Extracted information =
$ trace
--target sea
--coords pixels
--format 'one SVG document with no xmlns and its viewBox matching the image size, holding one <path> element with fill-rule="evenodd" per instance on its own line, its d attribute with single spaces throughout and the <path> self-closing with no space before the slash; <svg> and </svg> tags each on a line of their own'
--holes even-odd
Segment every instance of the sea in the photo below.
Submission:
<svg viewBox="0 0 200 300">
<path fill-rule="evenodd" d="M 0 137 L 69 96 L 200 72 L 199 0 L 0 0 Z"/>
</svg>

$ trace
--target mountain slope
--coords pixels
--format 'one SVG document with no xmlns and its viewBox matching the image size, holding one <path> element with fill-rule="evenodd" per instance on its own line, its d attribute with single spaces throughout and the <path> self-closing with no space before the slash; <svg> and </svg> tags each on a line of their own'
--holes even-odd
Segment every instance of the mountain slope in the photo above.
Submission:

==

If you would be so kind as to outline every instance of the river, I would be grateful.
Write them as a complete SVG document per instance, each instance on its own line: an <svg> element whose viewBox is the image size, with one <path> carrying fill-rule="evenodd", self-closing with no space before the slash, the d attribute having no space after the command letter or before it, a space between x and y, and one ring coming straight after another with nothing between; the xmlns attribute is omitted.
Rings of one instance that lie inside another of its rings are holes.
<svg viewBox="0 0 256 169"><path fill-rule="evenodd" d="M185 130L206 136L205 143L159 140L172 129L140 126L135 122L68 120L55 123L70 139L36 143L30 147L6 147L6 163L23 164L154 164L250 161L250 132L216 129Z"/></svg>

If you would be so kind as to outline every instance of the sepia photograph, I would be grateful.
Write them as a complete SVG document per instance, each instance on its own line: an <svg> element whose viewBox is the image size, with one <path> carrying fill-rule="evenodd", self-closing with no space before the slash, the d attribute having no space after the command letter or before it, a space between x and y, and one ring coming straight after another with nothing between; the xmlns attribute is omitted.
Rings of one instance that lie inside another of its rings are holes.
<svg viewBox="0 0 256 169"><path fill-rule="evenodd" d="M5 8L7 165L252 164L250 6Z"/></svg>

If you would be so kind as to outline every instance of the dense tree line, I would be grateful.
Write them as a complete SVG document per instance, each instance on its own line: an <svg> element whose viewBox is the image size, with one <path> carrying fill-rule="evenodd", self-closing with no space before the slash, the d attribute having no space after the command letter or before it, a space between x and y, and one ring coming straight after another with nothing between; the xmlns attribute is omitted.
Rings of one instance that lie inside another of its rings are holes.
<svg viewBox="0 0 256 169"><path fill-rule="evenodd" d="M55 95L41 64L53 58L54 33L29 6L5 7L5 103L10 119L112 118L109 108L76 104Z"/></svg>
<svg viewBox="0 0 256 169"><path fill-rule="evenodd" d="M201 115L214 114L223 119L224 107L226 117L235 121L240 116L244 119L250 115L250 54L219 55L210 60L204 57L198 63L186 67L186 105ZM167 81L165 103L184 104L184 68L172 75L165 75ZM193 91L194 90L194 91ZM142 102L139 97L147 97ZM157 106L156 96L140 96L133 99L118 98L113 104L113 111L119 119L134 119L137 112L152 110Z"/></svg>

What is expected = Express the lines beginning at the one containing "river, I would be grateful." and ending after the one containing "8L7 165L252 164L250" as a Markdown table with the columns Index and Content, numbering each line in Index and omitting blank lines.

Final result =
| Index | Content |
|---|---|
| 1 | If you would be so kind as to outline every instance of the river, I would be grateful. |
| 2 | Write them as a complete SVG document per instance, each instance on its own line: an <svg> element whose viewBox is the image size, with one <path> carrying fill-rule="evenodd", self-closing with no space before the slash, the d attribute having no space after the command letter or before it, a space between x and y, and one ring coming straight after another with nothing between; the xmlns attribute is omitted. |
| 3 | Rings of one instance that lie inside another of its rings are holes. |
| 4 | <svg viewBox="0 0 256 169"><path fill-rule="evenodd" d="M185 130L206 136L205 143L159 140L172 129L140 126L135 122L68 120L55 123L70 139L36 143L30 147L6 147L6 163L23 164L154 164L250 161L250 132L216 129Z"/></svg> |
| 5 | If you would be so kind as to outline every instance of the sepia photograph, I would be grateful. |
| 6 | Write them as a complete SVG document per instance, each instance on its own line: an <svg> element whose viewBox is the image size, with one <path> carrying fill-rule="evenodd", self-closing with no space before the slash, the d attribute having no space after the command letter or before it, a space between x and y, and one ring coming straight after another with nothing between; the xmlns attribute is omitted. |
| 7 | Rings of one instance that lie inside another of its rings are holes. |
| 8 | <svg viewBox="0 0 256 169"><path fill-rule="evenodd" d="M5 8L7 165L252 164L250 6Z"/></svg> |